Work item: The lines from the start of the records through the one containing "[ ] a keypoint on each instance of the horse tail" are to be transcribed exactly, and nothing else.

━━━ Data

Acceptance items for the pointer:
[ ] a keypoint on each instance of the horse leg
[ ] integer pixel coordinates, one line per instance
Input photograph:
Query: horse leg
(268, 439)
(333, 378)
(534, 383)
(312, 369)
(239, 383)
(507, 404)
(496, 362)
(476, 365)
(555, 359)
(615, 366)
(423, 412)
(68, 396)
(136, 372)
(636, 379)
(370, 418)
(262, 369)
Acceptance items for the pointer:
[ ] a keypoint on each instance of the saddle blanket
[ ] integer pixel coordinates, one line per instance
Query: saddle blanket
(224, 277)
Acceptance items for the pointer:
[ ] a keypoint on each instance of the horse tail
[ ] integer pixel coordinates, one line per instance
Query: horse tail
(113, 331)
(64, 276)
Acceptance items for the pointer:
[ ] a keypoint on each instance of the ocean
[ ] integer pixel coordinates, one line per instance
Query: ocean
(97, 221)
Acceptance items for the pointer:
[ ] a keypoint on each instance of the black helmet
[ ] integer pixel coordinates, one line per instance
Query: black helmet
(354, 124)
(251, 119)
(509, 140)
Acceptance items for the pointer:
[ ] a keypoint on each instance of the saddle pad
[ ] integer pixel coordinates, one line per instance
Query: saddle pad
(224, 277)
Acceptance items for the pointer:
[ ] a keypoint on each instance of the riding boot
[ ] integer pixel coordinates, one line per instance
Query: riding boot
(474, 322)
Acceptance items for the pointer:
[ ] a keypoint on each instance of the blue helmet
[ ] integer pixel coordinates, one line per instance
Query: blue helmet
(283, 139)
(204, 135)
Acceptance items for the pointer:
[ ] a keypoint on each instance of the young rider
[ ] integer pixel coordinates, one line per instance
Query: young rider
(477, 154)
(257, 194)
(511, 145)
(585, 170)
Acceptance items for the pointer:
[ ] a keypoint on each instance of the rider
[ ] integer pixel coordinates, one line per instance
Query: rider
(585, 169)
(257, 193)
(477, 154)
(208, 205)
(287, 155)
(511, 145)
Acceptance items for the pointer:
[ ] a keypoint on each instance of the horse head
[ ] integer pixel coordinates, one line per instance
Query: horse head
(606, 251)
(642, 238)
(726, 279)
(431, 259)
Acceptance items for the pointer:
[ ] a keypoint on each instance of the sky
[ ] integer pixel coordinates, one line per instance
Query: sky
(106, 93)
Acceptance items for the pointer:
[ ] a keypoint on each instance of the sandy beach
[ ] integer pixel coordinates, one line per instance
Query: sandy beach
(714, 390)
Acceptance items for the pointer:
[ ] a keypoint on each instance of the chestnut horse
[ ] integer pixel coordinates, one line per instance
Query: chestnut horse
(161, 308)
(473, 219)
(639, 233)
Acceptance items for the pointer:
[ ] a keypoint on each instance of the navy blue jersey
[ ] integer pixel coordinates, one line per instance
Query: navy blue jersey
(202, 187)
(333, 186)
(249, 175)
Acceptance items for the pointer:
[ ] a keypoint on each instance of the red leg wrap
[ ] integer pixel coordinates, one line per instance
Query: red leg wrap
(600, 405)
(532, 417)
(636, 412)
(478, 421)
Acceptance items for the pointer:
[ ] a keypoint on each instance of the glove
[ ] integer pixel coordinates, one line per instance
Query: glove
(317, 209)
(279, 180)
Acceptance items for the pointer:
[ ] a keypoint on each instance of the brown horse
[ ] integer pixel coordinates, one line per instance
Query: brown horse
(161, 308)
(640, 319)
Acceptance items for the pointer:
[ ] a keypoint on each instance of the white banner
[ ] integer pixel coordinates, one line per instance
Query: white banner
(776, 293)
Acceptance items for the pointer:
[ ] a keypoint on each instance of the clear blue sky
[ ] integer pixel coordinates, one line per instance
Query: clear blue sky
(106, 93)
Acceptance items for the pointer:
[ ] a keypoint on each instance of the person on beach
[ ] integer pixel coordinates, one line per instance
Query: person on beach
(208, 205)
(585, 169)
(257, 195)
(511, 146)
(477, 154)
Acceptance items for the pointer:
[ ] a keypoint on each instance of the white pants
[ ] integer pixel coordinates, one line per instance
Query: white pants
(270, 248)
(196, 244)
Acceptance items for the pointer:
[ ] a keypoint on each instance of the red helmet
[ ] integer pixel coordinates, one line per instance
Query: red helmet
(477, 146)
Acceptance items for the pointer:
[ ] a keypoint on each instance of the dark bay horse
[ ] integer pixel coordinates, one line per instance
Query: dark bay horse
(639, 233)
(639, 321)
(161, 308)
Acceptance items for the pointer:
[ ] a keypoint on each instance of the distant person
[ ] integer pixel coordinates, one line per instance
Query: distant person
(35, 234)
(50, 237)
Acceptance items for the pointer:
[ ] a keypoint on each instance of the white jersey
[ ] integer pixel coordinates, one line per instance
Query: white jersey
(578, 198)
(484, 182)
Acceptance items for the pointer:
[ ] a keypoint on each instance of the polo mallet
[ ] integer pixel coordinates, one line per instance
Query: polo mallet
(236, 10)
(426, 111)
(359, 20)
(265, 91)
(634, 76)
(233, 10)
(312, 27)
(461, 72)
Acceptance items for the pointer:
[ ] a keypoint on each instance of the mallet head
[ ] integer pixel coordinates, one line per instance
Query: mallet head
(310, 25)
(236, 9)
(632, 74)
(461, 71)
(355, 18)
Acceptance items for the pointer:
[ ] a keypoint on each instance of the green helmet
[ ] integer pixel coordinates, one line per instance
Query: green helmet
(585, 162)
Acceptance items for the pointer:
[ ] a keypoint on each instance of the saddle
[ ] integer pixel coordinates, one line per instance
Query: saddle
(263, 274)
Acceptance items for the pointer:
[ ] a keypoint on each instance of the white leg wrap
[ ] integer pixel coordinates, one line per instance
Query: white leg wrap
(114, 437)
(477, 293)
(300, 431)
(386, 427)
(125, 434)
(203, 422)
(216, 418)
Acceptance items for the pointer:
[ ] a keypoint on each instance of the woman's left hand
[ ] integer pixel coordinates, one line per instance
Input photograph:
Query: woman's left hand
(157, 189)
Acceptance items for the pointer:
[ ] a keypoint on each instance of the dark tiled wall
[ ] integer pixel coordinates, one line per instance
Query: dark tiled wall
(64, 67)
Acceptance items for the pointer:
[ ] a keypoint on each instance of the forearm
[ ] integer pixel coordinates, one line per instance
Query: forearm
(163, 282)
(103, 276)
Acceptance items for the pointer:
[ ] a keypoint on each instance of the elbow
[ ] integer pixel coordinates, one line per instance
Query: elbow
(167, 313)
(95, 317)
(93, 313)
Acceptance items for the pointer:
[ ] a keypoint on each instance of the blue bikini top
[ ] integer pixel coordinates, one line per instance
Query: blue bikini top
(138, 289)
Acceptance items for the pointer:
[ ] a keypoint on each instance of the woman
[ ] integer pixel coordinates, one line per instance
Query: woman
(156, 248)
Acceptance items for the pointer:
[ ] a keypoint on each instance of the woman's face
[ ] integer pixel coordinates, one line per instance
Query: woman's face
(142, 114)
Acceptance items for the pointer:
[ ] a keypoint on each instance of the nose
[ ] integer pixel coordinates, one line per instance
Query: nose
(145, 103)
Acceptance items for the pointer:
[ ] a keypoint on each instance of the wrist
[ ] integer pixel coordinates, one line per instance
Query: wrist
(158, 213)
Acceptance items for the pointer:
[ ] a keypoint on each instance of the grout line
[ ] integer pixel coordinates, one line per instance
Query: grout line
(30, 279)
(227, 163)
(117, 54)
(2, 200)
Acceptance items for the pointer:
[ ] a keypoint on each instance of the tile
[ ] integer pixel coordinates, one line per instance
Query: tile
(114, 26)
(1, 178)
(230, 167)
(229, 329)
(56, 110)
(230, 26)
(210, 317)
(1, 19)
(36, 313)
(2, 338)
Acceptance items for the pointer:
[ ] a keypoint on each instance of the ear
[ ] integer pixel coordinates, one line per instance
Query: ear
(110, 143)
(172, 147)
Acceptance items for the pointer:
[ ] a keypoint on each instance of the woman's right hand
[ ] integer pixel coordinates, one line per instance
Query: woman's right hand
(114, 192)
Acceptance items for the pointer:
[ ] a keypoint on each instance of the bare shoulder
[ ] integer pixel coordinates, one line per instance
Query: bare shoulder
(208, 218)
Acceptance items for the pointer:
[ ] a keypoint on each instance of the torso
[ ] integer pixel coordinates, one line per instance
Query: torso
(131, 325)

━━━━━━

Expected output:
Acceptance items for the pointer:
[ ] a keypoint on each instance of the horse leg
[ ] integer pixel coordinates, one line per instance
Input photograph:
Query: horse leg
(268, 439)
(333, 378)
(534, 383)
(312, 369)
(239, 383)
(507, 404)
(496, 362)
(476, 365)
(555, 359)
(615, 366)
(423, 412)
(68, 396)
(136, 372)
(636, 379)
(370, 418)
(262, 369)
Acceptance items for the pointer:
[ ] a keypoint on each instance of the saddle blanket
[ ] integer pixel coordinates, one line per instance
Query: saddle blanket
(224, 277)
Acceptance items for the pointer:
[ ] a keypoint on each instance of the horse tail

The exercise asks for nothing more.